EXTRACTED MATERIAL:
----
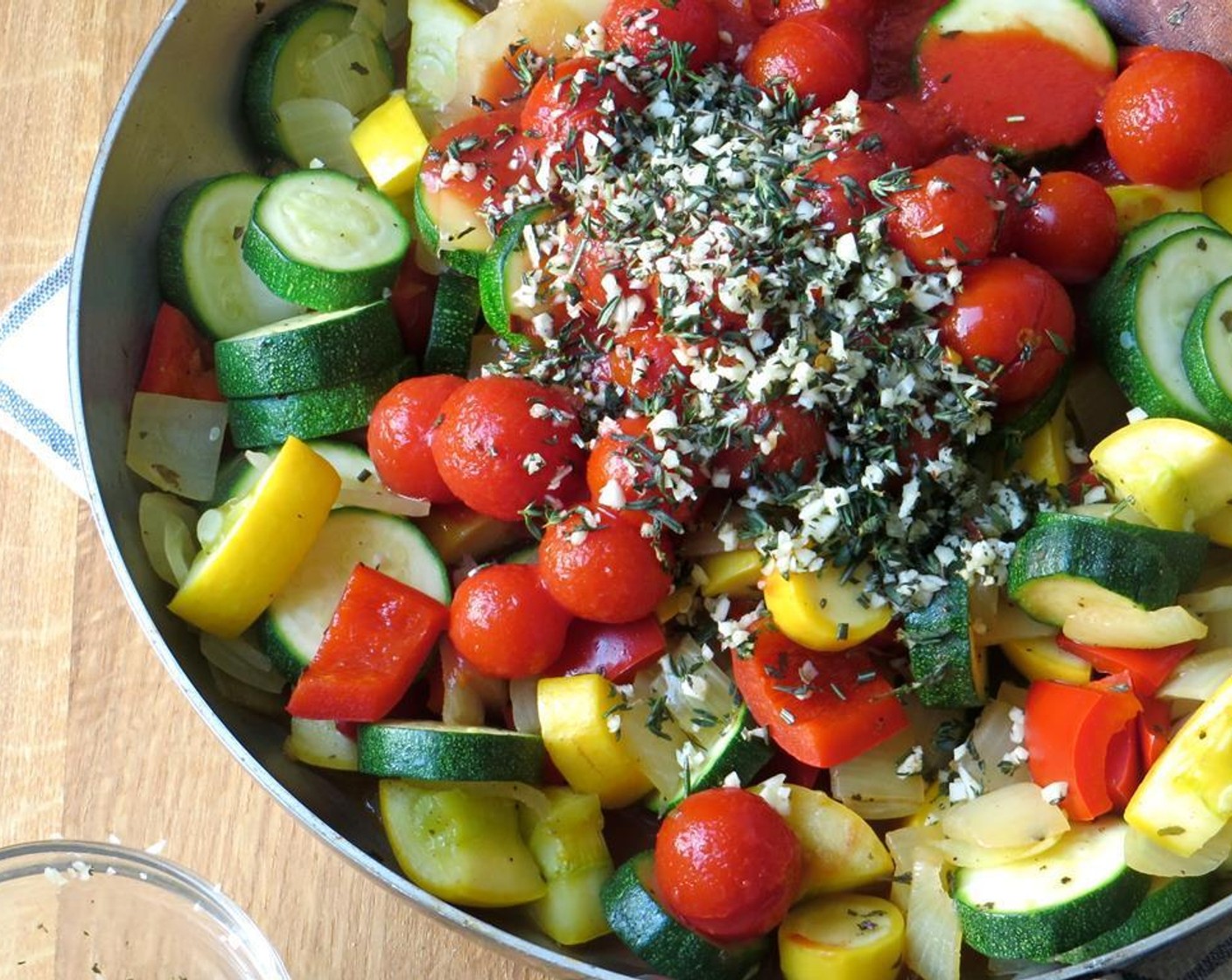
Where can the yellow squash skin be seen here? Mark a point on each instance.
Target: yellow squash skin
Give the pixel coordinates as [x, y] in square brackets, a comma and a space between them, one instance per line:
[1186, 798]
[272, 528]
[574, 718]
[822, 611]
[842, 937]
[1173, 471]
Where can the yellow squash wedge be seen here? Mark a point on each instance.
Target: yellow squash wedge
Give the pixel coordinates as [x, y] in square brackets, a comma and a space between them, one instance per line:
[842, 937]
[824, 611]
[264, 536]
[1186, 799]
[580, 720]
[1173, 471]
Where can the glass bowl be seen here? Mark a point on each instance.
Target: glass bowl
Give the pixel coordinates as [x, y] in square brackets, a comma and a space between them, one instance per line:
[93, 910]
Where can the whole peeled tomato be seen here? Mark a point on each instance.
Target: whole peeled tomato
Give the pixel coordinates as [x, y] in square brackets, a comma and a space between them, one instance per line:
[727, 864]
[503, 444]
[603, 569]
[624, 463]
[570, 99]
[1068, 228]
[1013, 326]
[505, 624]
[1168, 118]
[816, 54]
[950, 210]
[401, 436]
[643, 24]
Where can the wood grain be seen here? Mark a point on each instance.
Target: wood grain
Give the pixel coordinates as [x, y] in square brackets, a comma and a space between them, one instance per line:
[96, 738]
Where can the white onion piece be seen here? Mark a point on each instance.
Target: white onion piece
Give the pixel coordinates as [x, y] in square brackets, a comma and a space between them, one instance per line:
[963, 855]
[933, 944]
[1012, 623]
[319, 130]
[1146, 856]
[166, 525]
[320, 744]
[1014, 816]
[1140, 629]
[242, 661]
[1217, 599]
[524, 699]
[1198, 676]
[870, 783]
[175, 443]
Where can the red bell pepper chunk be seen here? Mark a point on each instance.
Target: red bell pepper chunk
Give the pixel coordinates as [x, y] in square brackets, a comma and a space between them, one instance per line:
[1068, 735]
[1155, 730]
[821, 709]
[1124, 766]
[615, 650]
[381, 635]
[180, 360]
[1147, 668]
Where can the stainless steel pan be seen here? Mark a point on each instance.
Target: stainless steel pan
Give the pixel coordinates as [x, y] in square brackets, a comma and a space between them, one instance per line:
[178, 121]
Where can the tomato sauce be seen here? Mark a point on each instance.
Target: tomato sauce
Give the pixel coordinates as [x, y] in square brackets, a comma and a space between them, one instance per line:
[990, 84]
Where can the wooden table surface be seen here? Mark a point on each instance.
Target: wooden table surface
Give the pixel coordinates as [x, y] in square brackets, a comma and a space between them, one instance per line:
[96, 739]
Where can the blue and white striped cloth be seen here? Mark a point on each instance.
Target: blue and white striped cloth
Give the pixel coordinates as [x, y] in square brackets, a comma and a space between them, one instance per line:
[36, 409]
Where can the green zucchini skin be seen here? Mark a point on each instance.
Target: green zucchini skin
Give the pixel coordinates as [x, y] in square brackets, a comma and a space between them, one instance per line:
[1168, 902]
[1041, 906]
[637, 917]
[1140, 312]
[429, 751]
[310, 415]
[455, 316]
[314, 350]
[269, 75]
[948, 665]
[1069, 561]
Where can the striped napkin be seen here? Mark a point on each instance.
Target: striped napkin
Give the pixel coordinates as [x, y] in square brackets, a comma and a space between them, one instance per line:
----
REQUEST: Can you put the lines starting at the one that contains "Where can the stainless" and ending at the one that contains "[1069, 561]" into a Markdown table with the columns No. and Text, one numbered line per table row and blank lines left out?

TASK ANSWER:
| No. | Text |
|---|---|
| 1 | Where can the stainless steel pan be seen here? Mark a point on each instance. |
| 2 | Target: stainless steel pan |
| 3 | Give the pixel coordinates as [x, y] in square brackets, a comma and a space between them, one instance per line: |
| 4 | [178, 121] |
| 5 | Where can the tomato sauce be seen here? Mark a point on each instance. |
| 6 | Target: tomato sauce |
| 7 | Give the pixel coordinates as [x, y] in square brackets, a comma and a space between them, one instance per line: |
| 8 | [990, 84] |
| 9 | Where can the wooden table surface be seen here? Mark a point on each instance. |
| 10 | Target: wooden table surface |
| 11 | Give the pixel coordinates as [x, y] in square brackets, a comma and a space between them, one instance per line: |
| 12 | [96, 739] |
| 13 | Where can the blue and white striped cloth be seen here? Mark a point on each instance. |
| 14 | Target: blue and white striped cloth |
| 15 | Give the pixel coordinates as [x, y] in square brackets, a comma and a space between them, one instance per line: |
| 16 | [36, 409] |
| 17 | Where can the green zucchini skin be seen here? Mark a point on each instance. |
| 18 | Target: green zucchini skin |
| 19 | Give the pixel coordinates as [x, y] in square brackets, a comma and a space between them, one instance per line: |
| 20 | [1168, 902] |
| 21 | [1041, 906] |
| 22 | [637, 917] |
| 23 | [1140, 312] |
| 24 | [429, 751] |
| 25 | [310, 415] |
| 26 | [455, 316] |
| 27 | [314, 350] |
| 28 | [269, 75] |
| 29 | [948, 665] |
| 30 | [1069, 561] |